EXTRACTED RECORDS >>
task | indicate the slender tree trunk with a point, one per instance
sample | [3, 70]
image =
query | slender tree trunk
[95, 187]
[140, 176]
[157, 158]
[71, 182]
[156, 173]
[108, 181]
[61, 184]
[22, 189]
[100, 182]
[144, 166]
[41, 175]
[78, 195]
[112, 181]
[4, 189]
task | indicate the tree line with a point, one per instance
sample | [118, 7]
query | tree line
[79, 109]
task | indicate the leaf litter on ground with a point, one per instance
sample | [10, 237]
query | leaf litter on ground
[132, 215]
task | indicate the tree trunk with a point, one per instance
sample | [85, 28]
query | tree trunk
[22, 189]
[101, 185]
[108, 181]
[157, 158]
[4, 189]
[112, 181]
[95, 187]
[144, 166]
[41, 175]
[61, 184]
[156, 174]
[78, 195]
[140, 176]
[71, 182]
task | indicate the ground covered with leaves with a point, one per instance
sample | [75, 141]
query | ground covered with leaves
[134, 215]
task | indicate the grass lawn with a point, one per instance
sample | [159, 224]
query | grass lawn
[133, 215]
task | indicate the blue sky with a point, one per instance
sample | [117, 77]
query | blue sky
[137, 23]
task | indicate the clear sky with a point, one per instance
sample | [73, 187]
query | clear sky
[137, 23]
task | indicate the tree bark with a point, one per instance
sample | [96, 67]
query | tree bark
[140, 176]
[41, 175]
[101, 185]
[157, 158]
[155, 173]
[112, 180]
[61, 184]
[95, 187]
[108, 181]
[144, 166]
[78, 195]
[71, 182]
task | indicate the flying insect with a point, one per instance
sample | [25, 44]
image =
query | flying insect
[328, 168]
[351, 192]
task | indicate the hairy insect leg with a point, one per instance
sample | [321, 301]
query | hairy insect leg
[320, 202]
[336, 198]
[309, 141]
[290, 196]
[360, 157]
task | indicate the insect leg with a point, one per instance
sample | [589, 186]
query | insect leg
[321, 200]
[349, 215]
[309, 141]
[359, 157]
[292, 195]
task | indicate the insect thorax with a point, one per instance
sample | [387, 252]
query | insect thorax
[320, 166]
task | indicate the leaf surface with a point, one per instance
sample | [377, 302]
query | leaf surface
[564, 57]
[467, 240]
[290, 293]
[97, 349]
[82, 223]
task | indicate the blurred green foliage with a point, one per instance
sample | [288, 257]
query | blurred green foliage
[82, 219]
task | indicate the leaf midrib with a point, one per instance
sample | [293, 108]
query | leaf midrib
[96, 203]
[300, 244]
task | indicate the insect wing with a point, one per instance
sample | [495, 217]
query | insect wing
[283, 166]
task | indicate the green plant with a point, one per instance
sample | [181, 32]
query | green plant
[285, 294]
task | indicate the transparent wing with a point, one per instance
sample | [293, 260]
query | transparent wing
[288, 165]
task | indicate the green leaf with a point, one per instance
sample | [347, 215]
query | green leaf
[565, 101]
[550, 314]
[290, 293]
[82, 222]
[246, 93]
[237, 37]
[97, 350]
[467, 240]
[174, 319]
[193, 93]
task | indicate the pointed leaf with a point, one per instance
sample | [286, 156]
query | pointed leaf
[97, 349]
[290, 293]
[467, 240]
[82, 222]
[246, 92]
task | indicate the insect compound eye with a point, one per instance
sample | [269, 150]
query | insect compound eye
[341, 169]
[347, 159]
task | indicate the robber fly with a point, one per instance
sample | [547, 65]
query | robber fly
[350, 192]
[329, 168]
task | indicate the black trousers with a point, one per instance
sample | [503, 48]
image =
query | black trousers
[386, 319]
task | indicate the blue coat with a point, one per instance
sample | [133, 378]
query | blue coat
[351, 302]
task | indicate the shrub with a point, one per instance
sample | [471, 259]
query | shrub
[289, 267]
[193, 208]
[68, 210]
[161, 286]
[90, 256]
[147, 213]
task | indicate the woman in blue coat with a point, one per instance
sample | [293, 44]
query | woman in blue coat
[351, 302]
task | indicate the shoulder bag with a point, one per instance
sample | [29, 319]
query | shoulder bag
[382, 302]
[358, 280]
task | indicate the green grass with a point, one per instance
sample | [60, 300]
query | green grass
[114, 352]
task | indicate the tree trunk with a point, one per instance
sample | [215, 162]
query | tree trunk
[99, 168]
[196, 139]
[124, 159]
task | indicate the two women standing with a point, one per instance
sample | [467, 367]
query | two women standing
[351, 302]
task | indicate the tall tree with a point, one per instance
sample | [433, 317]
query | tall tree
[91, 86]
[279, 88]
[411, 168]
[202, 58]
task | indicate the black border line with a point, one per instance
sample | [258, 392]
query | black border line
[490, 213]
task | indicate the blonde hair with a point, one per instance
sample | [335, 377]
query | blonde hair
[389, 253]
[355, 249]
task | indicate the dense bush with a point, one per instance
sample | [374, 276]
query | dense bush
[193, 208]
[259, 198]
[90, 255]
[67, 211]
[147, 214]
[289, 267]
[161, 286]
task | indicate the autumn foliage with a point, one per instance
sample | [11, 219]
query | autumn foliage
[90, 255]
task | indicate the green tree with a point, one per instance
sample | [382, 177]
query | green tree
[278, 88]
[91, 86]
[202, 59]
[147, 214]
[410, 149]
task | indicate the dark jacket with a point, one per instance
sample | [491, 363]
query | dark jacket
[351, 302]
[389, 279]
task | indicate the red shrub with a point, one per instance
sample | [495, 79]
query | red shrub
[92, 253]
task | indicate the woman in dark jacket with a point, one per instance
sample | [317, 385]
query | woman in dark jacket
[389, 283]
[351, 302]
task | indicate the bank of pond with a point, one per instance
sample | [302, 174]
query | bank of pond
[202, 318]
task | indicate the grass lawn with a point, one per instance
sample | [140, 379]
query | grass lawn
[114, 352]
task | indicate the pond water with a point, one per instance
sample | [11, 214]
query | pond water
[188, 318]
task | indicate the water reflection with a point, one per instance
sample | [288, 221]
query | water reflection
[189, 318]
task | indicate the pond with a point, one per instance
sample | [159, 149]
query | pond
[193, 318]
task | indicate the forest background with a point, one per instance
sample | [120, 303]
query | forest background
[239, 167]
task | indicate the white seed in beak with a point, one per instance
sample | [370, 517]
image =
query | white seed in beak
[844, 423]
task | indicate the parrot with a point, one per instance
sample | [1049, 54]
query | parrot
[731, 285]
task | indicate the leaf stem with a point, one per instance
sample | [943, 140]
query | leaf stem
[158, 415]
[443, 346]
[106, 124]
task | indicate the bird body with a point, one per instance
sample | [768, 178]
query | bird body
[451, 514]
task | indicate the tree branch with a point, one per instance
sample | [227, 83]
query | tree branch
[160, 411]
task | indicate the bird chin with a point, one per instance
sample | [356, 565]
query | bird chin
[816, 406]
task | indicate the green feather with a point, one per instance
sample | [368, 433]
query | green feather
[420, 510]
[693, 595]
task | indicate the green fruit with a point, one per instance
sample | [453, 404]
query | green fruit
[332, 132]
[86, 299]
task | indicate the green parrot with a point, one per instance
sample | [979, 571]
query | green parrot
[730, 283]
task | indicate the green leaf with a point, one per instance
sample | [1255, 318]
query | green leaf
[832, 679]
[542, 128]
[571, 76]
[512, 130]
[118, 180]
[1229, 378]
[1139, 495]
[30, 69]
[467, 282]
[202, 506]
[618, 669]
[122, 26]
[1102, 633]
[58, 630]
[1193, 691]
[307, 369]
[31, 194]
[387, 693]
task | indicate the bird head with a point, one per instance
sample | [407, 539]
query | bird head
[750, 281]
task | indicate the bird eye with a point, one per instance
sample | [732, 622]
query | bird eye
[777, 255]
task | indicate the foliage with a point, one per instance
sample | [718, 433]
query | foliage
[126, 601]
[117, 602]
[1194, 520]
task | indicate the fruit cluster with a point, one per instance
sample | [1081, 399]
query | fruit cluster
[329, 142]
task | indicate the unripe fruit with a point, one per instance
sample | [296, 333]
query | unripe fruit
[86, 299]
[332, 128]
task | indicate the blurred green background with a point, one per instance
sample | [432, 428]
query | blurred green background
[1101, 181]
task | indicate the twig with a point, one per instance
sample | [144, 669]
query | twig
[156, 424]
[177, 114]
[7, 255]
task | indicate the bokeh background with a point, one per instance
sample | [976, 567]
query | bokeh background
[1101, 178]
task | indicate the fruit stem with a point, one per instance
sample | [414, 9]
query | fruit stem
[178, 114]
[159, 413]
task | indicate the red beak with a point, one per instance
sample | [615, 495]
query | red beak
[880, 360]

PROBLEM DESCRIPTION >> Give back the lines above exactly, from the one with "task | indicate the fruit cluster" through the last line.

TASK RESPONSE >>
task | indicate the fruit cluster with a point, one per instance
sample | [1081, 399]
query | fruit cluster
[329, 142]
task | indicate the unripe fruit with a point, one per instance
sample | [296, 333]
query | unripe fruit
[86, 299]
[332, 128]
task | indicate the blurred green background with a point, one per instance
sample | [432, 428]
query | blurred green background
[1101, 181]
task | indicate the twig with a point, one per instance
sample | [144, 669]
query | twig
[156, 424]
[177, 114]
[7, 255]
task | indicate the bokeh background with a point, one per instance
sample | [976, 567]
query | bokeh background
[1101, 178]
task | indicate the fruit stem with a point, one per instance
sample | [414, 9]
query | fruit stem
[178, 114]
[159, 413]
task | indicate the red beak with a point, one per instance
sample | [615, 495]
query | red beak
[880, 360]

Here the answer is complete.